Data records: Begin

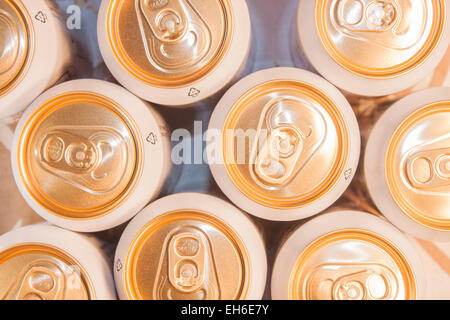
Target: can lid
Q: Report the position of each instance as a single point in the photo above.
(169, 43)
(79, 155)
(15, 37)
(380, 39)
(41, 272)
(285, 143)
(351, 264)
(418, 166)
(187, 255)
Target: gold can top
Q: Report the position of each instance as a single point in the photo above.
(41, 272)
(187, 255)
(169, 42)
(15, 40)
(79, 156)
(380, 39)
(418, 166)
(351, 265)
(285, 144)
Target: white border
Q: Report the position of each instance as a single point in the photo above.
(334, 221)
(216, 207)
(225, 72)
(217, 122)
(156, 158)
(82, 249)
(374, 161)
(51, 55)
(346, 80)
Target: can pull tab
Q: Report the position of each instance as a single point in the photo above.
(191, 272)
(367, 15)
(393, 24)
(365, 285)
(429, 168)
(90, 158)
(42, 280)
(352, 282)
(187, 261)
(9, 42)
(179, 37)
(295, 130)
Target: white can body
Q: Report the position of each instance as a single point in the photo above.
(52, 54)
(85, 251)
(327, 223)
(229, 69)
(219, 170)
(310, 41)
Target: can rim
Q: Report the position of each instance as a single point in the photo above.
(154, 156)
(77, 246)
(131, 258)
(29, 39)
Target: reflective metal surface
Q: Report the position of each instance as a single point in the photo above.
(284, 144)
(39, 272)
(14, 43)
(418, 166)
(187, 255)
(169, 42)
(380, 39)
(79, 156)
(351, 265)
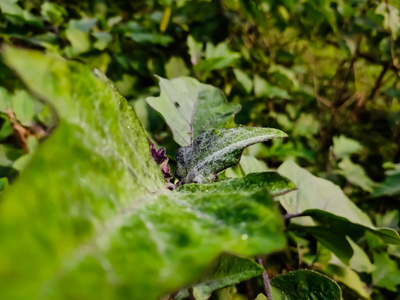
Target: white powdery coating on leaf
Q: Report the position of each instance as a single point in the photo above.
(217, 150)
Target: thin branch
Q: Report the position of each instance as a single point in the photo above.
(378, 81)
(267, 284)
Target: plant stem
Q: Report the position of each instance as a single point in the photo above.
(267, 284)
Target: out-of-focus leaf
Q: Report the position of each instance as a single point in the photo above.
(6, 128)
(304, 285)
(347, 276)
(79, 40)
(151, 38)
(360, 262)
(217, 150)
(103, 39)
(272, 181)
(24, 107)
(191, 108)
(263, 89)
(195, 50)
(216, 57)
(261, 297)
(281, 73)
(225, 271)
(11, 7)
(389, 219)
(344, 146)
(8, 154)
(306, 126)
(229, 293)
(391, 184)
(176, 67)
(391, 17)
(53, 13)
(317, 193)
(356, 175)
(332, 240)
(386, 273)
(84, 24)
(5, 100)
(327, 204)
(244, 80)
(3, 184)
(250, 164)
(102, 219)
(23, 160)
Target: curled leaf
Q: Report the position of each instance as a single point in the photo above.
(216, 150)
(161, 159)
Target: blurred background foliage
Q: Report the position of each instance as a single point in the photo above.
(324, 71)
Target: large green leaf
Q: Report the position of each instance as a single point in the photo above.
(225, 271)
(305, 284)
(191, 108)
(89, 217)
(217, 150)
(328, 205)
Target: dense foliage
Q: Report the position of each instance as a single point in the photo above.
(91, 216)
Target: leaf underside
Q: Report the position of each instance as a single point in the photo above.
(225, 271)
(89, 217)
(304, 285)
(217, 150)
(272, 181)
(191, 108)
(328, 205)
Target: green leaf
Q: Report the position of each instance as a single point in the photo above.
(272, 181)
(176, 67)
(3, 184)
(103, 39)
(191, 108)
(387, 273)
(216, 57)
(348, 277)
(360, 262)
(225, 271)
(261, 297)
(250, 164)
(304, 285)
(217, 150)
(53, 13)
(5, 100)
(150, 38)
(391, 17)
(318, 193)
(98, 217)
(8, 154)
(24, 107)
(244, 80)
(11, 7)
(344, 146)
(195, 50)
(391, 184)
(356, 174)
(327, 204)
(332, 240)
(79, 40)
(6, 128)
(264, 89)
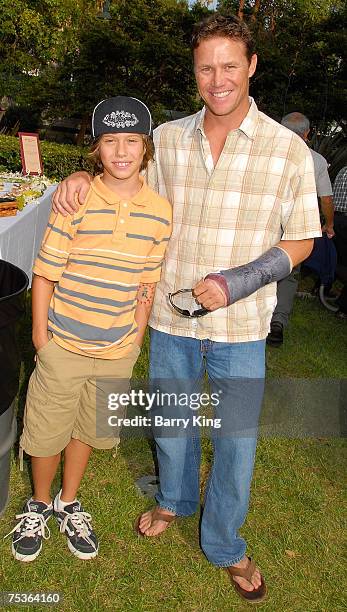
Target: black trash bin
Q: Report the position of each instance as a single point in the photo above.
(13, 286)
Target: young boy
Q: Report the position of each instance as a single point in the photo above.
(92, 293)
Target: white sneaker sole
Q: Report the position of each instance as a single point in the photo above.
(81, 555)
(25, 558)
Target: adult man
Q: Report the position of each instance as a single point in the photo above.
(340, 203)
(234, 177)
(286, 288)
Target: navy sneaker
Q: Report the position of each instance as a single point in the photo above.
(76, 524)
(31, 530)
(275, 336)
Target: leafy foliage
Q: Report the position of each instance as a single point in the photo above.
(58, 160)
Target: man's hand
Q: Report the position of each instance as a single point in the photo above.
(329, 230)
(209, 294)
(75, 186)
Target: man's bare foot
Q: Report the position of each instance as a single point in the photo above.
(153, 523)
(245, 584)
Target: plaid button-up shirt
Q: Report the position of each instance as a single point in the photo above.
(340, 191)
(262, 189)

Data records: End

Look above for the line containing "Target: dense foliage". Output from there through the line containing "Target: green leaf", exactly and inclusively.

Target: dense foliage
Q: Report the position of each instance as a single point in the photo above.
(91, 216)
Target: leaf underside
Q: Report the position of each instance as a single point in the photo above.
(225, 271)
(89, 217)
(304, 285)
(217, 150)
(272, 181)
(191, 108)
(328, 205)
Target: green leaf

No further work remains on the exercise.